** EXERCISE PROMPT **
Write each entry out again exactly as it was given.

** TASK INPUT **
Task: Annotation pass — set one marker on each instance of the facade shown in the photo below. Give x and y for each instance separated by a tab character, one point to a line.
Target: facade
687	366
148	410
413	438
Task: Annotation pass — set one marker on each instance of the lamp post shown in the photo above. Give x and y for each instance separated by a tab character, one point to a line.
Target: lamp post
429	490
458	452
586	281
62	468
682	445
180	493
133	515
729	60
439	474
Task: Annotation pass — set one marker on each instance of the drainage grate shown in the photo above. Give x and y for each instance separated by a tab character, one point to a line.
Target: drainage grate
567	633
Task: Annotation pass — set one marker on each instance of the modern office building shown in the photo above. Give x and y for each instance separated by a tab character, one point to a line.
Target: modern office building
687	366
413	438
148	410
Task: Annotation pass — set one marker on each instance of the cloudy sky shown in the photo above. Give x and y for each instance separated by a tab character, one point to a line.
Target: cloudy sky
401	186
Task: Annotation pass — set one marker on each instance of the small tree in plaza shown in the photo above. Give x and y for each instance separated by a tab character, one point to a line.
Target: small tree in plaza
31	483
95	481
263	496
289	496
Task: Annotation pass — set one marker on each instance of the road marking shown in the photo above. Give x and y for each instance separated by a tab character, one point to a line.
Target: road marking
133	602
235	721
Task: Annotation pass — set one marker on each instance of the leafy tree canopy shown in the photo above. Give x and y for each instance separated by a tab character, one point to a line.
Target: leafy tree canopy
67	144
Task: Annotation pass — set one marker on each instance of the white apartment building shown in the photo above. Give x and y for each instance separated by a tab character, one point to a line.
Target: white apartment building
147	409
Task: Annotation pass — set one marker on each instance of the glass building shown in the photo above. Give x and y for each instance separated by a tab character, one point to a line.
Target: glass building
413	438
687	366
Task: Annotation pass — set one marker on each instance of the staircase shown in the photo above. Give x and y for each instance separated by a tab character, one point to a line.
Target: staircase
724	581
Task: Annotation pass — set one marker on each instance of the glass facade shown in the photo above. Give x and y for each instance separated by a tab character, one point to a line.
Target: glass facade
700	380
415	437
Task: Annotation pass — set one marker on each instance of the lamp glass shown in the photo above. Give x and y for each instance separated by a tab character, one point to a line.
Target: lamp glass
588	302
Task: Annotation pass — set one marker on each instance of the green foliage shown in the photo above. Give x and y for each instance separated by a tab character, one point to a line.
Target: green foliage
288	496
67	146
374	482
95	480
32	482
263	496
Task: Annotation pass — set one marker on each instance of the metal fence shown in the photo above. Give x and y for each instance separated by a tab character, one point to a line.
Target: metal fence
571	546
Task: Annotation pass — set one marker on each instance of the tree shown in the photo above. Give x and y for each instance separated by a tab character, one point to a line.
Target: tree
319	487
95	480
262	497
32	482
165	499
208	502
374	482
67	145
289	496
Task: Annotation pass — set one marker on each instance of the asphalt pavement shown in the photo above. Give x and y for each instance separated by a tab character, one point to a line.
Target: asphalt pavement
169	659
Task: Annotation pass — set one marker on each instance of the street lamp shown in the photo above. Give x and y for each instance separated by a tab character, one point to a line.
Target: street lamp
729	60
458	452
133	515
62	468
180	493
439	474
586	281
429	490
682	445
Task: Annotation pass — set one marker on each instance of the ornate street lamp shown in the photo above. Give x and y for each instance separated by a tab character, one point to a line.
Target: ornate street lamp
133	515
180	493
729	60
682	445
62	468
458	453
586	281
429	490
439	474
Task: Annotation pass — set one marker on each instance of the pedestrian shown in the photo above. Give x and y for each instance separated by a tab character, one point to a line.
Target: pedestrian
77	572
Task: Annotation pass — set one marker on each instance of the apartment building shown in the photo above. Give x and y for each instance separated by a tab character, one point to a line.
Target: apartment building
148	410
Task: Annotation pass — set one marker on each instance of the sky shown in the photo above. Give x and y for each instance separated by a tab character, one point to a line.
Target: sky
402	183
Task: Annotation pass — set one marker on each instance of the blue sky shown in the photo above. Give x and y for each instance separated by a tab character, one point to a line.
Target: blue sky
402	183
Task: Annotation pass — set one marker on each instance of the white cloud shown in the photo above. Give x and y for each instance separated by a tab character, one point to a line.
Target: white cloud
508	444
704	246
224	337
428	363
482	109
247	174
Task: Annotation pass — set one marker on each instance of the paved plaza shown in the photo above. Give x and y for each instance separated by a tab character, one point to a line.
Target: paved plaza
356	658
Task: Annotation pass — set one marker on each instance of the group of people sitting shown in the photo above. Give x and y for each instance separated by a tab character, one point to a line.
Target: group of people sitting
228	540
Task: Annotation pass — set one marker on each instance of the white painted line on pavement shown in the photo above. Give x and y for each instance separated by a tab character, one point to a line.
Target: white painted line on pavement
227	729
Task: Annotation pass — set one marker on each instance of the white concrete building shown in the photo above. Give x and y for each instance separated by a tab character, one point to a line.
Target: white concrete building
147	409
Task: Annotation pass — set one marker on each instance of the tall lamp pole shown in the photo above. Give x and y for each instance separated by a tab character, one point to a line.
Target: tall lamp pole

** WRITTEN ANSWER **
Task: Annotation pass — set one marker on each instance of the facade shown in the photo below. Give x and y for each instance separated by a tab character, one point to a line.
Target: facade
687	366
148	410
413	438
Task: Annotation pass — set one marker on each instance of the lamp post shown in the photo above. Give x and y for each instance separated by a tab character, one point to a line.
Target: lamp post
429	490
458	452
586	281
62	468
682	445
180	493
133	515
729	60
439	474
Task: Annotation pass — set one marker on each instance of the drainage grate shown in the photo above. Give x and y for each instance separated by a tab character, one point to a line.
Target: drainage grate
567	633
Task: Annotation pass — set one marker on each instance of the modern office building shown in the photo above. Give x and y for each instance separated by a tab character, one point to a line.
Target: modern office building
687	366
413	438
148	410
Task: Annotation pass — set one marker on each instance of the cloudy sky shown in the photo above. Give x and y for each instance separated by a tab character, one point to a line.
Target: cloudy sky
401	186
Task: Annotation pass — set one marker on each instance of the small tree in plaza shown in the photo above. Give x and y for each instance separated by a tab character, one point to a line.
Target: small tree in plaza
31	483
95	481
263	496
289	496
Task: Annotation pass — set one marker on each instance of the road marking shown in the photo above. Give x and y for each instance separated by a tab character, one point to a line.
Target: road marking
133	602
235	721
Task: Annotation pass — set one marker on each instance of the leafy tree canopy shown in the photo above. Give x and y for each instance separated by a tab character, one point to a line.
Target: leafy tree canopy
67	144
Task: Annotation pass — set one marker on each instance of the white apartment building shown in the photo above. Give x and y for each instance separated by a tab character, one point to a line.
Target: white apartment building
147	409
Task: Annotation pass — set one marker on each instance of the glass building shown in the photo above. Give x and y for each instance separated by a tab character, one point to a line.
Target: glass building
413	438
687	366
Task: Annotation pass — set one marker on each instance of the staircase shown in the photo above. Give x and y for each instance separated by a tab character, one point to a line.
Target: staircase
724	581
Task: Annotation pass — set one marker on each instance of the glass facade shown in the photo above. Give x and y for each instance separated by a tab character, one point to a line.
Target: glass facade
700	380
415	437
Task: Annotation pass — set one marker on each instance of the lamp glass shown in the photo above. Give x and y for each instance separated by a tab character, one point to a line.
Target: lamp glass
588	302
Task: Annotation pass — set one marker on each instance of the green foliage shown in the photo above. Give x and y for each instance separated by a tab character, one point to a line.
Target: green foliage
288	496
67	146
374	482
95	480
32	482
263	496
Task: Annotation pass — set one marker on each instance of the metal fence shown in the photo above. Give x and y for each instance separated by a tab character, one point to a line.
Target: metal fence
571	546
Task: Annotation pass — set one marker on each instance of the tree shown in the photo above. Give x and y for each instance separated by a tab character, one point to a line.
Target: tree
319	487
95	480
262	497
32	482
165	499
208	502
374	482
67	145
289	496
Task: Annotation pass — set one marker on each instance of the asphalt pavement shown in the photo above. Give x and y for each instance separated by a tab character, one point to a line.
Target: asphalt pavement
169	659
Task: Annotation pass — set one marker on each instance of the street lamp shown in the photo above. Give x and y for each instance separated by a tab character, one point to a line.
Target: street lamp
729	60
458	452
133	515
62	468
180	493
439	474
586	281
429	490
682	445
Task: Annotation pass — set one marker on each instance of the ornate street lamp shown in the photo above. Give x and y for each instance separated by a tab character, one point to a line.
Target: ornate street lamp
133	515
180	493
729	60
682	445
62	468
458	453
586	281
429	490
439	474
Task: Annotation pass — set one marker on each instance of the pedestrian shown in the photo above. Give x and y for each instance separated by a tab character, one point to a line.
Target: pedestrian
77	572
Task: Annotation pass — set one marker on each instance of the apartment building shown in the photo above. Give x and y for each instance separated by a tab character, one point to a line.
Target: apartment building
148	410
Task: Annotation pass — set one marker on each instance of the sky shown in the photo above. Give x and y for each instance separated by a tab character, one point to a line.
Target: sky
402	183
Task: Annotation pass — set one marker on each instance of the blue sky shown in the photo above. Give x and y for each instance separated by a tab character, one point to a line.
Target: blue sky
402	183
Task: Annotation pass — set one marker on each instance of the white cloud shown in the photo above. Give x and y for each instance separated by a tab character, one point to a line.
Target: white cloud
508	444
704	246
224	337
428	363
482	109
247	174
Task: Annotation pass — set one marker on each instance of the paved plaza shown in the photo above. Give x and y for each instance separated by a tab character, one point to a line.
Target: paved plaza
356	658
Task: Annotation pass — set one marker on each instance of the group of people sitting shown in the photo above. Give x and y for each instance separated by a tab character, one point to a line.
Target: group of people sitting
228	540
Task: Annotation pass — set one marker on each instance of the white painted line on pavement shown in the photo above. Give x and y for each instance separated by a tab character, one point to a line.
Target: white painted line on pavement
227	729
Task: Annotation pass — set one marker on each instance of the white concrete building shown in the photo above. Give x and y for each instance separated by a tab character, one point to a line.
Target: white concrete building
147	409
Task: Annotation pass — set one marker on each instance of the tall lamp pole shown in the photo above. Give x and y for each instance separated by a tab character, one point to a line.
Target: tall lamp pole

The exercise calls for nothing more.